Supplied passage:

Erwin Brandstetter · Answer 1 · 2022-08-19T17:09:59.520

You are trying to optimize query performance on cold cache.

It's one instance with no other traffic hitting it. We've ran ANALYZE and VACUUM ANALYZE against the table

(Aside, ANALYZE alone adds nothing over VACUUM ANALYZE, so that's redundant.)

To optimize, minimize the number of data pages that have to be read. So ...

...decrease the storage size per row if possible. (With index-only scans, that's mostly just important for the involved index.)
... increase data locality: more qualifying tuples in the same data page means fewer pages to read.

Just reorder PK columns

You should get some improvement from simply re-ordering columns in your PK. You now have:

primary key (a_id, b_id, c_id, d_id, e_id)

With leading a_id. Index tuples for distinct a_id are spread out as much as possible. Exactly what your query does not need. You disclosed:

b_id has one value [...]
d_id has one value (currently)

Provided data:
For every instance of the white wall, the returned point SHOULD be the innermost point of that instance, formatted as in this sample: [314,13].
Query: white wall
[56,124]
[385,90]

Work to do:
1. Revise the query-optimization answer, starting with "Erwin Brandstetter ·" and going on through "read. So ...", so that "empty cache" takes the place of "cold cache".
2. Answer these questions from the query-optimization answer:
(a) According to the answer, what does ANALYZE alone add over VACUUM ANALYZE?
(b) Which column leads the current primary key?
(c) How many values does d_id currently have?

Expected answers:
1.
Erwin Brandstetter · Answer 1 · 2022-08-19T17:09:59.520

You are trying to optimize query performance on empty cache.

It's one instance with no other traffic hitting it. We've ran ANALYZE and VACUUM ANALYZE against the table

(Aside, ANALYZE alone adds nothing over VACUUM ANALYZE, so that's redundant.)

To optimize, minimize the number of data pages that have to be read. So ...

2.
(a) Nothing.
(b) a_id.
(c) One.